**What to work on**
Give the lines of the listing below as a numbered list, from the line with "Question. Point out every instance of the tree" up to and including the line with "Query: shadow on grass", leaving out blank lines. Leave the pictures out of your answer.

[Point annotation records]
- - - - -

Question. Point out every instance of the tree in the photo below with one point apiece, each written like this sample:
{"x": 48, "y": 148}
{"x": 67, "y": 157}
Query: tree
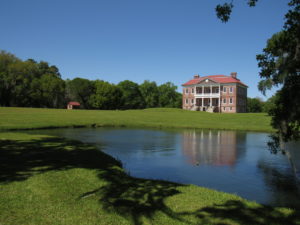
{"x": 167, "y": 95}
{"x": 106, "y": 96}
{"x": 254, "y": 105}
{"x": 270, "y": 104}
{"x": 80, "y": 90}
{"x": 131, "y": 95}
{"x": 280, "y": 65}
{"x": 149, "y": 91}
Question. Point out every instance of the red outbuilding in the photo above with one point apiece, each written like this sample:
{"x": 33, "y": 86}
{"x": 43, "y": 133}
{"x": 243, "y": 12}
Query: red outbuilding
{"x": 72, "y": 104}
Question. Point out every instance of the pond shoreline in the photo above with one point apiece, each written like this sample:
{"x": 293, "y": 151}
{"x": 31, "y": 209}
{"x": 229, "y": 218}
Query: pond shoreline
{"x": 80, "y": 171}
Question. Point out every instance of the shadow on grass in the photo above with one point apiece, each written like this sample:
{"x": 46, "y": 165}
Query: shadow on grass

- - - - -

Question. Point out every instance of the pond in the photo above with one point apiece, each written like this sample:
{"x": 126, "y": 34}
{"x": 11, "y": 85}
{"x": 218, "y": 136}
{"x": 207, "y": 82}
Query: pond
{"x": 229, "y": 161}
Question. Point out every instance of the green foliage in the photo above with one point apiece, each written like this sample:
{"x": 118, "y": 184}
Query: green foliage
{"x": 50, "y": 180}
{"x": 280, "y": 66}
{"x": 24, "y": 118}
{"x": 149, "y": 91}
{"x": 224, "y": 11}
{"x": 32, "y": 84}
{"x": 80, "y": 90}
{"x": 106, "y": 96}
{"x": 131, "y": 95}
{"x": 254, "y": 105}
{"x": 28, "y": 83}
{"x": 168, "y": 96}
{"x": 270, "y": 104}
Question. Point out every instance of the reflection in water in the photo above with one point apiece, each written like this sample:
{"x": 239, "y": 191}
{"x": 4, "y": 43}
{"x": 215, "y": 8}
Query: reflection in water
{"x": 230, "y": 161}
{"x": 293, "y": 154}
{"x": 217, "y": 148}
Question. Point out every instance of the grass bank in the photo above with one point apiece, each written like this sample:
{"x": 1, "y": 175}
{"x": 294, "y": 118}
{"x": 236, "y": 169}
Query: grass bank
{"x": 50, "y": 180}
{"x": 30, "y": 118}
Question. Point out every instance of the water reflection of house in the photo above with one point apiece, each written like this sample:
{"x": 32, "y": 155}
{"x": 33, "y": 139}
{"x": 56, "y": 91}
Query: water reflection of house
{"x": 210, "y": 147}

- - - - -

**Solution to the exercise**
1. Question. Point out every instance of the tree in the photo below with one point apiece, each written like this sample:
2. {"x": 48, "y": 148}
3. {"x": 67, "y": 157}
4. Query: tree
5. {"x": 167, "y": 95}
6. {"x": 106, "y": 96}
7. {"x": 254, "y": 105}
8. {"x": 270, "y": 104}
9. {"x": 80, "y": 90}
10. {"x": 131, "y": 95}
11. {"x": 280, "y": 65}
12. {"x": 149, "y": 91}
13. Question. Point out every instance of the red outbuilding in the photo above with one point apiece, each written like this sample:
14. {"x": 33, "y": 86}
15. {"x": 43, "y": 133}
16. {"x": 243, "y": 12}
17. Query: red outbuilding
18. {"x": 72, "y": 104}
19. Question. Point out every instance of the pond shoreline in the photo above with one point apiece, each written like this sample:
20. {"x": 293, "y": 151}
21. {"x": 31, "y": 209}
22. {"x": 229, "y": 218}
23. Query: pond shoreline
24. {"x": 80, "y": 171}
25. Question. Point out every instance of the shadow on grass in the photo above with one point apiece, each written like this sample:
26. {"x": 46, "y": 165}
27. Query: shadow on grass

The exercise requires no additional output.